The complete listing, repeated precisely, must form the answer.

^^^^^^^^^^^^^^^^

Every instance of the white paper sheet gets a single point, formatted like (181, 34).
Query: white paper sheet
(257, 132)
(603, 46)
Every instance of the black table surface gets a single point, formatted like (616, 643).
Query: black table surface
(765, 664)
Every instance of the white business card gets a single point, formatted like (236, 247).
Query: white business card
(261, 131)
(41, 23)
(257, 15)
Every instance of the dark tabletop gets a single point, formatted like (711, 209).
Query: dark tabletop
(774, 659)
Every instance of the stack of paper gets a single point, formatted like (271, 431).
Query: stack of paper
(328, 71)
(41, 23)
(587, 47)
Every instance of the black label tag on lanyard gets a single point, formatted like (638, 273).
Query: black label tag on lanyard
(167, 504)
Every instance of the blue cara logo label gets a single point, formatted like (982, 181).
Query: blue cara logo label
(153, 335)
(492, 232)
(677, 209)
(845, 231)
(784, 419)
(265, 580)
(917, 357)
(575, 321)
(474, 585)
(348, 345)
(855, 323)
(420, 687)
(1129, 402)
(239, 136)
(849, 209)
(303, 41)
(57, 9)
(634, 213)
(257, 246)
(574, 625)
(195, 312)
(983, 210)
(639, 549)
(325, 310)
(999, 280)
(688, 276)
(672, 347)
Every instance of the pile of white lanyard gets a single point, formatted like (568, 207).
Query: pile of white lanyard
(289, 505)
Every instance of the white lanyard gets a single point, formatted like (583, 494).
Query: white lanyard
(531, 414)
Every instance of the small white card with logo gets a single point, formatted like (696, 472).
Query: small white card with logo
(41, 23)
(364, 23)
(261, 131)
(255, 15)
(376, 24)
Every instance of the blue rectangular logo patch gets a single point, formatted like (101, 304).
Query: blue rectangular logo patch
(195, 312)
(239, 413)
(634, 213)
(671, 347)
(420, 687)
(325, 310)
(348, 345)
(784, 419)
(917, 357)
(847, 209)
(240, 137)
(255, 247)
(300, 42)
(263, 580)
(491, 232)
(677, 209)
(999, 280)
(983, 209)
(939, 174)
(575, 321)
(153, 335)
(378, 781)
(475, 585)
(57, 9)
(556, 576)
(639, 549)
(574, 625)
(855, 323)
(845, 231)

^^^^^^^^^^^^^^^^

**Expected output**
Every instance of the white paper sheet gets a single point, formatted like (181, 34).
Query: white paper sheet
(257, 132)
(603, 46)
Every instance of the black table surface gets a single point, formatted like (616, 643).
Query: black table surface
(765, 664)
Every instance of the white business card gets a single point, formatted like (236, 247).
Query: white business card
(261, 131)
(41, 23)
(257, 15)
Every instance of the dark tabletop gets a single point, formatted like (711, 209).
Query: dark tabletop
(774, 659)
Every instance of the stack of paper gets a single point, formatted like (271, 431).
Query: stack of paper
(328, 71)
(41, 23)
(587, 47)
Every instance of the black label tag on lanyard gets a single point, formatted like (638, 273).
Query: black label tag on lanyard
(167, 504)
Every instance of the blue cara logo label gets a single point, formatted like (982, 181).
Query: blue cara logo label
(153, 335)
(492, 232)
(677, 209)
(845, 231)
(784, 419)
(265, 580)
(917, 357)
(575, 321)
(474, 585)
(348, 345)
(855, 323)
(420, 687)
(1129, 402)
(239, 136)
(849, 209)
(303, 41)
(57, 9)
(634, 213)
(257, 246)
(574, 625)
(195, 312)
(983, 210)
(639, 549)
(325, 310)
(999, 280)
(688, 276)
(672, 347)
Every instance of the pile of white lanyard gets a single point, formatted like (568, 207).
Query: pile of white lanyard
(289, 505)
Every instance of the white lanyard gets a single point, formatted like (583, 494).
Query: white lanyard
(531, 414)
Every instance of the small white card with logo gets a single point, formatted like (696, 472).
Query: small white card with logo
(41, 23)
(364, 23)
(261, 131)
(255, 15)
(376, 24)
Every instance of the blue rectangular logo patch gets a single point, formatted like (101, 304).
Query: blue rectangular logo patch
(195, 312)
(239, 413)
(634, 213)
(671, 347)
(420, 687)
(325, 310)
(348, 345)
(784, 419)
(917, 357)
(847, 209)
(240, 137)
(255, 247)
(300, 42)
(263, 580)
(491, 232)
(677, 209)
(999, 280)
(983, 209)
(939, 174)
(575, 321)
(153, 335)
(378, 781)
(475, 585)
(57, 9)
(556, 576)
(639, 549)
(574, 625)
(855, 323)
(845, 231)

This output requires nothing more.